• **Text segment**
* * *

When we arrived I was greeted by a midwife who palpated my abdomen to feel the position of the baby. I was convinced that the baby had turned (having spent every day that week performing inversions and putting ice on my tummy to try and encourage movement). The midwife said it felt like the baby was head down, but she needed a scan to be sure so we headed to the ultrasound room.

Unfortunately the baby’s head was still nestled under my ribs so we decided to continue with the ECV. I went back to the maternity assessment ward where I was hooked up to a monitor to get a baseline reading of the baby’s movements. I was also given an injection into my tummy to relax the muscles in order to make it easier for the consultant to try to turn the baby.

Once the relaxant had taken effect we returned to the ultrasound room for the consultant to perform the ECV. The consultant was very honest with me, the chances of success were very low – it was my first pregnancy, I was 37 weeks and the baby was in a frank breech position. All of these factors made it less likely that the baby would turn.

But we gave it a go. I was tilted back on the bed and the consultant got to work, pushing and massaging me really hard while using the ultrasound to watch the position of the baby. It hurt. A lot. I can only describe it as akin to having a really hard sports massage on my stomach. I closed my eyes and concentrated on my up-breathing that I’d learnt in hypnobirthing. I stayed calm and tried to relax – telling myself that the more relaxed I was the more likely the baby would turn.

We gave it several attempts. The consultant was amazed by how calm I was and how long I was willing to put up with the pain for. And it really did hurt but I found the up-breathing really did help. The baby moved half way but for some reason wouldn’t turn all the way. The consultant suggested that it may be that something was stopping the baby, potentially a short umbilical cord (after my c-section the doctor confirmed that there was no obvious reason why R wouldn’t turn, she was clearly just being stubborn).

After the ECV I went back to the assessment ward to be monitored again. I sat for about an hour being monitored, during which time I had a chat with the consultant about my options. We agreed that I would have an unscheduled c-section, ie we would wait for labour to start rather than book a set date. As there is a slightly higher chance of vaginal breech delivery the consultant asked me to come back in for a scan the following week to measure the baby and my pelvis (R arrived two days before this appointment).

* * *

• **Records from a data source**
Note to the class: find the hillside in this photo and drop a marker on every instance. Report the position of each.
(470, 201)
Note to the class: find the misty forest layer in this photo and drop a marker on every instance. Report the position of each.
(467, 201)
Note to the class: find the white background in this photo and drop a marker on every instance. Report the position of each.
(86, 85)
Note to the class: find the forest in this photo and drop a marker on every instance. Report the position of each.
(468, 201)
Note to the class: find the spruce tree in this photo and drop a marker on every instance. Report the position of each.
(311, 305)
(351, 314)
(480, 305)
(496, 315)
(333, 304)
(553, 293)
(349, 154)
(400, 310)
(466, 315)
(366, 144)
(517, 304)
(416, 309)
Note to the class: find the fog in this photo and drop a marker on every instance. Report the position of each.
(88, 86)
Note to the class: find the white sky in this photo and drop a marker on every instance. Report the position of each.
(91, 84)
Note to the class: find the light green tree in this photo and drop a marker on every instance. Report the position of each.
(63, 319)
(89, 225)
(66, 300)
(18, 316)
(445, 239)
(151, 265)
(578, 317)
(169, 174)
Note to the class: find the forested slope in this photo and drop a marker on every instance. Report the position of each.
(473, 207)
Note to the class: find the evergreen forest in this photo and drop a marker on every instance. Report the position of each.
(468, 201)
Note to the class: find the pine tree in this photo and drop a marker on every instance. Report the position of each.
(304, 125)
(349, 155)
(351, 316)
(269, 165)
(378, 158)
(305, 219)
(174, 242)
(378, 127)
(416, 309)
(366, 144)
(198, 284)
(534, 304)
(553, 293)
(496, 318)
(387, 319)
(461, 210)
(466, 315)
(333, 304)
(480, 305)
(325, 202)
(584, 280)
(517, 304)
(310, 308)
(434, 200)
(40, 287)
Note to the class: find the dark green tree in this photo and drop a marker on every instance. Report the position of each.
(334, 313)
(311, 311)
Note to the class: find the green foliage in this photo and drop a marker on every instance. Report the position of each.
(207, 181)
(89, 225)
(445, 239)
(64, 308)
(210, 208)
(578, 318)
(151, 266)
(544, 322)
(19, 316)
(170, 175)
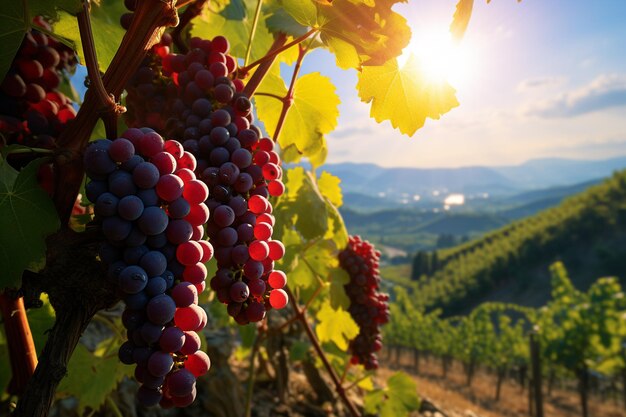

* * *

• **Your tasks**
[1] Based on the ECV account, does each of these statements agree with it? (a) The midwife was sure from palpation alone that the baby was head down. (b) The consultant said the chances of success were very low. (c) The injection given in the assessment ward was meant to start labor. Answer yes or no for each and quote the words that decide it.
[2] Repeat the part of the ECV account that begins at the words "When we arrived" and stops after "turn the baby.".

• **Solutions to the problems**
[1]
(a) No: "she needed a scan to be sure"
(b) Yes: "the chances of success were very low"
(c) No: "to relax the muscles in order to make it easier for the consultant to try to turn the baby"

[2]
When we arrived I was greeted by a midwife who palpated my abdomen to feel the position of the baby. I was convinced that the baby had turned (having spent every day that week performing inversions and putting ice on my tummy to try and encourage movement). The midwife said it felt like the baby was head down, but she needed a scan to be sure so we headed to the ultrasound room.

Unfortunately the baby’s head was still nestled under my ribs so we decided to continue with the ECV. I went back to the maternity assessment ward where I was hooked up to a monitor to get a baseline reading of the baby’s movements. I was also given an injection into my tummy to relax the muscles in order to make it easier for the consultant to try to turn the baby.